**TASK DIRECTIONS:** Please list every line in the records that contains the word "number", copying each such line in full.

**INFORMATION GIVEN:**
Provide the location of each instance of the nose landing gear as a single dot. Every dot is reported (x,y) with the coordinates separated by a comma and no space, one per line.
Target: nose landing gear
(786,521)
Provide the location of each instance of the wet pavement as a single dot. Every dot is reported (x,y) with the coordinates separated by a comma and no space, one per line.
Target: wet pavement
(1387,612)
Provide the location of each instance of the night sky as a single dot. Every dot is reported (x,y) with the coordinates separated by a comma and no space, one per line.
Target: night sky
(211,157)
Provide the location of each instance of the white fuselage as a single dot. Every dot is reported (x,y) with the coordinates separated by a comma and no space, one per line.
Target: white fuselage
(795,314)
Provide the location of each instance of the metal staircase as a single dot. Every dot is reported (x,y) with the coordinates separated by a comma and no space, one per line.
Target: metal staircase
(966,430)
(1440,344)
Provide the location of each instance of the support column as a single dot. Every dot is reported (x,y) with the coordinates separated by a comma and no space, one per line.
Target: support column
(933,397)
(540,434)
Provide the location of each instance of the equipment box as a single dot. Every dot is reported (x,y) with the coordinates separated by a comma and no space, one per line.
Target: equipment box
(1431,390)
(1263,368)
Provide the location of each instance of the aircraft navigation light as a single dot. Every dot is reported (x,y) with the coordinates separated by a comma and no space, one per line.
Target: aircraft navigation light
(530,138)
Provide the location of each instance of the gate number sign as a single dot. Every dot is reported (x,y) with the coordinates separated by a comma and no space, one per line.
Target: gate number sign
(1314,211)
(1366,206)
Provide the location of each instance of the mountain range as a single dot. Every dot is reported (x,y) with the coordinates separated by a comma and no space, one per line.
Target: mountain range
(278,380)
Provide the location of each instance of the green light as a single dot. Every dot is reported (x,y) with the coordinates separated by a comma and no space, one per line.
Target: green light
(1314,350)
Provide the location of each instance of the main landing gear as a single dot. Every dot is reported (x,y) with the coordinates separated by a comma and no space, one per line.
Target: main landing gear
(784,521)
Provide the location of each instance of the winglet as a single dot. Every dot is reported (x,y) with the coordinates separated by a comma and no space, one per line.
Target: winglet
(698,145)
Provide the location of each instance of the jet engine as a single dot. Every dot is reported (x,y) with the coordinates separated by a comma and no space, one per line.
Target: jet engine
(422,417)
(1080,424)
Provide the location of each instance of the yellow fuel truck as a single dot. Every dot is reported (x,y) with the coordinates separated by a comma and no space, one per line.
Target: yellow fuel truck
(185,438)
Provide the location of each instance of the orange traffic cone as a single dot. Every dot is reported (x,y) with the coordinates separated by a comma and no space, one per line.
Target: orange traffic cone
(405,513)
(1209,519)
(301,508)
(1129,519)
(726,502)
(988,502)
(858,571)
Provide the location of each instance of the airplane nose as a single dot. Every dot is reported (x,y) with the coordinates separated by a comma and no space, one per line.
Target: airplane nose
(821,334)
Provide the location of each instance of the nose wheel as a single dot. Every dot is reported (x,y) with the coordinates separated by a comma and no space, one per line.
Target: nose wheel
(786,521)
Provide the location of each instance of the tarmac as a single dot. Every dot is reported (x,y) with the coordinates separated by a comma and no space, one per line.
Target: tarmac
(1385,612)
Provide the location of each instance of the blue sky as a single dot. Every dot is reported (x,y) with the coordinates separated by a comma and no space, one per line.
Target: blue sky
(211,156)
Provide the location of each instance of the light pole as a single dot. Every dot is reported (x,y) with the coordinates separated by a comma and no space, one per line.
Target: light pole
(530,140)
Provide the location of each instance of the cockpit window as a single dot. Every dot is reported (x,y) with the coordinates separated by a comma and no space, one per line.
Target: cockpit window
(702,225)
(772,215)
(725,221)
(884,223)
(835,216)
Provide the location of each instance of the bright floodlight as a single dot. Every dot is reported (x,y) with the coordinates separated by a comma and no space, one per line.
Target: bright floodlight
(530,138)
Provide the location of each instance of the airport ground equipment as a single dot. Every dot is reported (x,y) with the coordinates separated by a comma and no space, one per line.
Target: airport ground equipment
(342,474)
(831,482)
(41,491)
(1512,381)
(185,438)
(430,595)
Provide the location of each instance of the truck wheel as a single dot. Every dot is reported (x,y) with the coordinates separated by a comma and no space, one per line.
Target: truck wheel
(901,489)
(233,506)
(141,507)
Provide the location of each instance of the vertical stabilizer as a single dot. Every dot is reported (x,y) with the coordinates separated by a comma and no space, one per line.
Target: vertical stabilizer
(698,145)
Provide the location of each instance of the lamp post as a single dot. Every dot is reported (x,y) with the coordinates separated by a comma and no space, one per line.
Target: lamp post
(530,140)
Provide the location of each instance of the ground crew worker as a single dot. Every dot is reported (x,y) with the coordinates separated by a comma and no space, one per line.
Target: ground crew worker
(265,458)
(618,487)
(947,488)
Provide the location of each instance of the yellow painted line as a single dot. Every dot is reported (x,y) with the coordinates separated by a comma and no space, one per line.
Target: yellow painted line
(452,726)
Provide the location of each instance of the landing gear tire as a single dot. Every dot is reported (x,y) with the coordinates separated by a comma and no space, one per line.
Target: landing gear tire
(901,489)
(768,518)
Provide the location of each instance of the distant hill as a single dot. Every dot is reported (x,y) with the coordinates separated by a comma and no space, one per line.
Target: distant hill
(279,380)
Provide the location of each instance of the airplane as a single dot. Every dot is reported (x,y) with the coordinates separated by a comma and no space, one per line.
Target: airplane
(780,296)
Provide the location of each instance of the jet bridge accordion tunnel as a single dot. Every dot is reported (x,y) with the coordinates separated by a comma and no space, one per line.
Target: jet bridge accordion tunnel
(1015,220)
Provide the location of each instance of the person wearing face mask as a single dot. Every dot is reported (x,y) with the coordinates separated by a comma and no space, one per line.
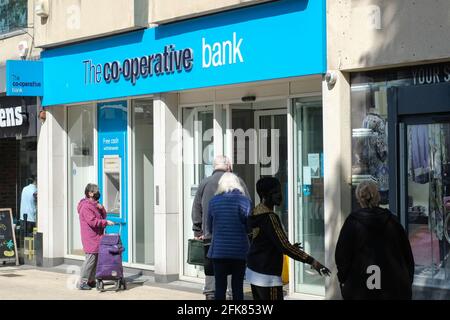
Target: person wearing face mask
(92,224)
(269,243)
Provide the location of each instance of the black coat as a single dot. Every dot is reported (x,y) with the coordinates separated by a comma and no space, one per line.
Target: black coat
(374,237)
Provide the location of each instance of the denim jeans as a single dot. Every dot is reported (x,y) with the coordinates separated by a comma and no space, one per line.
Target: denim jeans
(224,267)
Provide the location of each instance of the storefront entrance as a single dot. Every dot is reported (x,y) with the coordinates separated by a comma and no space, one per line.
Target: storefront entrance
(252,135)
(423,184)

==

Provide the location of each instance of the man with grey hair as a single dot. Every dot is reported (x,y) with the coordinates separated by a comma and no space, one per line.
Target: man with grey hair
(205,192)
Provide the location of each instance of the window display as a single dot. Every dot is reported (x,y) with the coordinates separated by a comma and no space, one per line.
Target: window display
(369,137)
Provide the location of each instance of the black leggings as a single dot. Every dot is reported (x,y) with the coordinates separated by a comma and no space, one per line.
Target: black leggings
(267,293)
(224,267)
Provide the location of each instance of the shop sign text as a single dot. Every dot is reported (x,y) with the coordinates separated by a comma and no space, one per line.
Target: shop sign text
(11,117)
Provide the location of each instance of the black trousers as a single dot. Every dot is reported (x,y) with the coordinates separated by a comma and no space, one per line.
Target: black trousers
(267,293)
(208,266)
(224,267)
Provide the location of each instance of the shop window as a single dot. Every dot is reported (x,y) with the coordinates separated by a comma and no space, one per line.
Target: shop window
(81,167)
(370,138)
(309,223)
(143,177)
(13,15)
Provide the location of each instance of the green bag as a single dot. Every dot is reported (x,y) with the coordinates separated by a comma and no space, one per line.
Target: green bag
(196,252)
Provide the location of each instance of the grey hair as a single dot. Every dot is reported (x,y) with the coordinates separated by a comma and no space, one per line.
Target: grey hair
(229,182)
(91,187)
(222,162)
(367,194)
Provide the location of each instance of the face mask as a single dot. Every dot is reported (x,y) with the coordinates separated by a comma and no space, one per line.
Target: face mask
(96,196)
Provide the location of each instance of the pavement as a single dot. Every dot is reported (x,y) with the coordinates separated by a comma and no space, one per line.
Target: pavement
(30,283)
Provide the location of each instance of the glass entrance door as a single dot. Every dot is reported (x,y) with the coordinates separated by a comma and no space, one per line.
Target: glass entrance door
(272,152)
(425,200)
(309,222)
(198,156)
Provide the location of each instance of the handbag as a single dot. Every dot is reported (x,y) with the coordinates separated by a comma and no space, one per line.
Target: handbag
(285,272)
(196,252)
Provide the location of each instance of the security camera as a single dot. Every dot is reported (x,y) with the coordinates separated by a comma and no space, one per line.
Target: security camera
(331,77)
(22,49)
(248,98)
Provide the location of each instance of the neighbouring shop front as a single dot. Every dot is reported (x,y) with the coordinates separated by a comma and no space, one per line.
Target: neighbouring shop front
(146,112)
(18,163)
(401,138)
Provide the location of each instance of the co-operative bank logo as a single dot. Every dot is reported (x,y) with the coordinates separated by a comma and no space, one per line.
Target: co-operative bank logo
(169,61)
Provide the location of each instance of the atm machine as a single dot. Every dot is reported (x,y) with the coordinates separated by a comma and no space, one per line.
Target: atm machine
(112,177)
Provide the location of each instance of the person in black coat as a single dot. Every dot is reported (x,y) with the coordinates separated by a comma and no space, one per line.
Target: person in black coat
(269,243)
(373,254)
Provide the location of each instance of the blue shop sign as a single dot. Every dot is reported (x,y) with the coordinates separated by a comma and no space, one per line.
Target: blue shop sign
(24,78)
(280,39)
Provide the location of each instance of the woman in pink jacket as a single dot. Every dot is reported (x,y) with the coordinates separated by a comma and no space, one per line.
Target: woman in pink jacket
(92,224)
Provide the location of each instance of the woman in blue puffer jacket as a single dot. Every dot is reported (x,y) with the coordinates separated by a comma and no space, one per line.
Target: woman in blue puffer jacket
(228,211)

* * *

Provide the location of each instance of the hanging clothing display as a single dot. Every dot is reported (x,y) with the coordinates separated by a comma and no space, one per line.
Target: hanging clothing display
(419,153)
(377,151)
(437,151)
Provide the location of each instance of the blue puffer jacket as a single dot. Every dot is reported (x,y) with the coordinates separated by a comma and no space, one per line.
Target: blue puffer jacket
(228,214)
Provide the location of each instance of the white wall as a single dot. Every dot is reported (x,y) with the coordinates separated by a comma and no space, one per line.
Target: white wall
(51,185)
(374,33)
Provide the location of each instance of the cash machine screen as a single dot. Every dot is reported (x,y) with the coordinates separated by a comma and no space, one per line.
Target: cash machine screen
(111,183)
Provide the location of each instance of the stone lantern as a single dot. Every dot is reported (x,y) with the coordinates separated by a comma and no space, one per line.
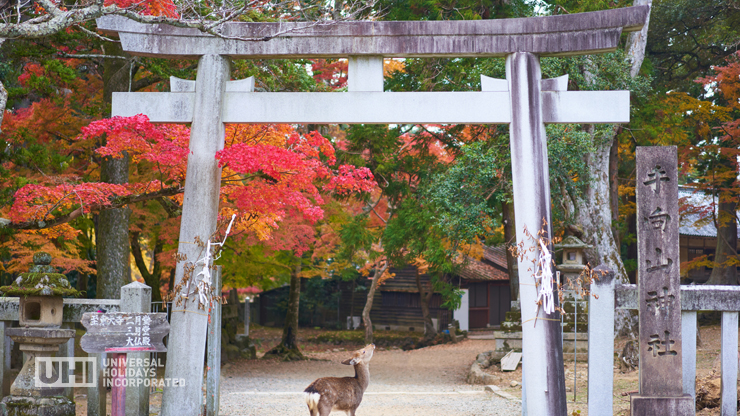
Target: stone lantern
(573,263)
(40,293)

**COMPLETE RESPONSE:**
Provide the location of each instance of the gate number sign as a single dot. Every dot is reported (x,y) with the coordinates separated by a comma and no space, one per line.
Target: gate number sign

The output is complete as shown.